• MATERIAL SUPPLIED
— begin —
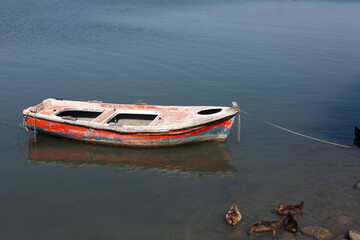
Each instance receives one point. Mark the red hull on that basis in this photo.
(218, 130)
— end —
— begin —
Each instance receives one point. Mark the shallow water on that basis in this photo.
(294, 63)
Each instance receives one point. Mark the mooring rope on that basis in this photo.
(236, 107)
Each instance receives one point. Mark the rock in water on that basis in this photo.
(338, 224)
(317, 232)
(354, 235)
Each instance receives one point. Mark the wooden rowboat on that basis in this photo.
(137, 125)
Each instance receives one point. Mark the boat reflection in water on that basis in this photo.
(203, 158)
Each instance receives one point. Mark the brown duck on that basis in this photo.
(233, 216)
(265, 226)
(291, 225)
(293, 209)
— end —
• STATED GOAL
Extract every line from the entries above that contains the word "water", matching case exactly.

• RESULT OF THE TASK
Each instance receives one point. Mark the shallow water on that basis in this photo.
Each instance receives one point. Mark the rock in water on that basis in this photo.
Each instance receives one point. Mark the boat reflection in water on that basis in this photo.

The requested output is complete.